#### [Text]
____

A merging galaxy pair cavort in this image captured by the NASA/ESA/CSA James Webb Space Telescope. This pair of galaxies, known to astronomers as II ZW 96, is roughly 500 million light-years from Earth and lies in the constellation Delphinus, close to the celestial equator. As well as the wild swirl of the merging galaxies, a menagerie of background galaxies are dotted throughout the image. The two galaxies are in the process of merging and as a result have a chaotic, disturbed shape. The bright cores of the two galaxies are connected by bright tendrils of star-forming regions, and the spiral arms of the lower galaxy have been twisted out of shape by the gravitational perturbation of the galaxy merger. It is these star-forming regions that made II ZW 96 such a tempting target for Webb; the galaxy pair is particularly bright at infrared wavelengths thanks to the presence of the star formation. Image: ESA/Webb, NASA & CSA, L. Armus, A. Evans

This image of the Cartwheel and its companion galaxies is a composite from Webb’s Near-Infrared Camera (NIRCam) and Mid-Infrared Instrument (MIRI), which reveals details that are difficult to see in the individual images alone. This galaxy formed as the result of a high-speed collision that occurred about 400 million years ago. The Cartwheel is composed of two rings, a bright inner ring and a colourful outer ring. Both rings expand outward from the centre of the collision like shockwaves. Image: NASA, ESA, CSA, STScI, Webb ERO Production Team

At the longer wavelengths of light captured by its Mid-Infrared Instrument (MIRI), Webb focuses on the area surrounding the central star cluster and unveils a very different view of the Tarantula Nebula. In this light, the young hot stars of the cluster fade in brilliance, and glowing gas and dust come forward. Abundant hydrocarbons light up the surfaces of the dust clouds, shown in blue and purple. Much of the nebula takes on a more ghostly, diffuse appearance because mid-infrared light is able to show more of what is happening deeper inside the clouds. Still-embedded protostars pop into view within their dusty cocoons, including a bright group at the very top edge of the image, left of centre.

____

Dataset excerpt:
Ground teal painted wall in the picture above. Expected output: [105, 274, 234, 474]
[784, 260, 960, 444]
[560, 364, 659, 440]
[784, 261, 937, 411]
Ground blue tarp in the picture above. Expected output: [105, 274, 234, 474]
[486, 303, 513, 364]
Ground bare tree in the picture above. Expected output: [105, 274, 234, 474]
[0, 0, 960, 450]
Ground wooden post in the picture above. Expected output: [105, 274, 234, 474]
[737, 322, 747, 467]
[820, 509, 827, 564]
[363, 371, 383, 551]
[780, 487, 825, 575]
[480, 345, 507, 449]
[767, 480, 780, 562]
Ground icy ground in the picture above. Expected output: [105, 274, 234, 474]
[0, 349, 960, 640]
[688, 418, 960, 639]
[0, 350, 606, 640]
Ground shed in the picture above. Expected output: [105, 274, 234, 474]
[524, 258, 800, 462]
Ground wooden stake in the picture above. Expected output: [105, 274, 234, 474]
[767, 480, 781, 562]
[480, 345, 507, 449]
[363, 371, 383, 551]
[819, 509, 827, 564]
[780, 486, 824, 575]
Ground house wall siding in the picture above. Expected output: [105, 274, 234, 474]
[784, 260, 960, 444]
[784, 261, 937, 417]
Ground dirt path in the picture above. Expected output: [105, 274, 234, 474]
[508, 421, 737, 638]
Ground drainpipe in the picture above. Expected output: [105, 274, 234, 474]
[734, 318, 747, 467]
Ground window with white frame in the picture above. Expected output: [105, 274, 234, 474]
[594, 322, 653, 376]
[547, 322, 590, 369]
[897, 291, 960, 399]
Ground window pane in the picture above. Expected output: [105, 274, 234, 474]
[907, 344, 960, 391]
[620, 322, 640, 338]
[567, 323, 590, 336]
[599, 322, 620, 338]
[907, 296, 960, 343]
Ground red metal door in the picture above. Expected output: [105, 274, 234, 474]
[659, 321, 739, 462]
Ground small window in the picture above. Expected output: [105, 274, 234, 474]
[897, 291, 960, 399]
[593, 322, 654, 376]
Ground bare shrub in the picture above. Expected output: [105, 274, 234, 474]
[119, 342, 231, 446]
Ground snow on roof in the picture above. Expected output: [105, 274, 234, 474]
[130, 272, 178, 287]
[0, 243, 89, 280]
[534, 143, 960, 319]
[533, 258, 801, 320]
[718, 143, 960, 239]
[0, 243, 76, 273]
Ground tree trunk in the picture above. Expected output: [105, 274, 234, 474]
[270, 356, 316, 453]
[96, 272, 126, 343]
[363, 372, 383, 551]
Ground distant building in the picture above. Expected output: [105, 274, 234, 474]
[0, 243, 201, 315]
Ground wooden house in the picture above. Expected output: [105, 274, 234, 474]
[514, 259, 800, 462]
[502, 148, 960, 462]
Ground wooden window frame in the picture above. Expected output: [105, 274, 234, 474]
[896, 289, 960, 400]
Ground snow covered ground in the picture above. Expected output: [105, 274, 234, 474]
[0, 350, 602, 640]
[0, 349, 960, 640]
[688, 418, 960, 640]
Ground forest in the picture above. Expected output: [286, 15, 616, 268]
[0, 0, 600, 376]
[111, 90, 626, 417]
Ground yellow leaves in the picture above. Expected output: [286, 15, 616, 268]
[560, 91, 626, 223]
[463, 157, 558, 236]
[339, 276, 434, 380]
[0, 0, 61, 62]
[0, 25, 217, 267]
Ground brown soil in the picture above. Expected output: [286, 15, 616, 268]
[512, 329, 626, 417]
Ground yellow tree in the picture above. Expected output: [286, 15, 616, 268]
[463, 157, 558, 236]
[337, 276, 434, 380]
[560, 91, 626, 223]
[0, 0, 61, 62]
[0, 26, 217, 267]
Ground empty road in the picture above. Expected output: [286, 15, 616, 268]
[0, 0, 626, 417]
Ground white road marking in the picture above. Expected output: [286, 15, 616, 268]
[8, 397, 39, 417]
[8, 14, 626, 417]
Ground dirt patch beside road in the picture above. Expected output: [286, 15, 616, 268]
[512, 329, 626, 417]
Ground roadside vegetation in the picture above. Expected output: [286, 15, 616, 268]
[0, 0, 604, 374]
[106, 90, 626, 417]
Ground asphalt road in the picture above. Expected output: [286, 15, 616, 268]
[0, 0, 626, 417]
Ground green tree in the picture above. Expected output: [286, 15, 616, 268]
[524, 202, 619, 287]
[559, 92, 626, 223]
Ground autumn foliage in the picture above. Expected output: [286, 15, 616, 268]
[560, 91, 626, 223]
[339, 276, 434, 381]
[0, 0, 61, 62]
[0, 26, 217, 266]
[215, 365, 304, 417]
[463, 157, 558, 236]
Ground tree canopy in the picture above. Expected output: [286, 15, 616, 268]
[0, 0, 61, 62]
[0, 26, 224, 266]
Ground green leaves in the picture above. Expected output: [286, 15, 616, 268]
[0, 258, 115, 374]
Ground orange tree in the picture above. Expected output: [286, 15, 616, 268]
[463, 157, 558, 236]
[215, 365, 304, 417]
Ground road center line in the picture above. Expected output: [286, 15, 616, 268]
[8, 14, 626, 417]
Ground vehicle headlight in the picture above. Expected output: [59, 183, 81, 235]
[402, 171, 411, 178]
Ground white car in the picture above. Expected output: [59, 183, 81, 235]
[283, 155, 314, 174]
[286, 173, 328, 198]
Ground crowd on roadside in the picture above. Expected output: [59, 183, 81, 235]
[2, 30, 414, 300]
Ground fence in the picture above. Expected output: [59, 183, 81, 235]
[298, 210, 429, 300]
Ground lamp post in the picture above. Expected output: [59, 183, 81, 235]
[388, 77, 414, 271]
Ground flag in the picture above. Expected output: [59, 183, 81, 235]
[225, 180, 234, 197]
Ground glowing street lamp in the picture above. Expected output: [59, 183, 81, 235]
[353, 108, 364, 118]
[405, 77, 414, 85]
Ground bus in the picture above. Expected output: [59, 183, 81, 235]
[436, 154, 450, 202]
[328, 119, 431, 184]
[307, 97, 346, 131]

____

#### [Set problem]
Copy the Webb image captions between "At the longer" and "left of centre.", inclusive, swapping "ghostly" for "spectral". The records play no part in this work.

#### [Complete response]
At the longer wavelengths of light captured by its Mid-Infrared Instrument (MIRI), Webb focuses on the area surrounding the central star cluster and unveils a very different view of the Tarantula Nebula. In this light, the young hot stars of the cluster fade in brilliance, and glowing gas and dust come forward. Abundant hydrocarbons light up the surfaces of the dust clouds, shown in blue and purple. Much of the nebula takes on a more spectral, diffuse appearance because mid-infrared light is able to show more of what is happening deeper inside the clouds. Still-embedded protostars pop into view within their dusty cocoons, including a bright group at the very top edge of the image, left of centre.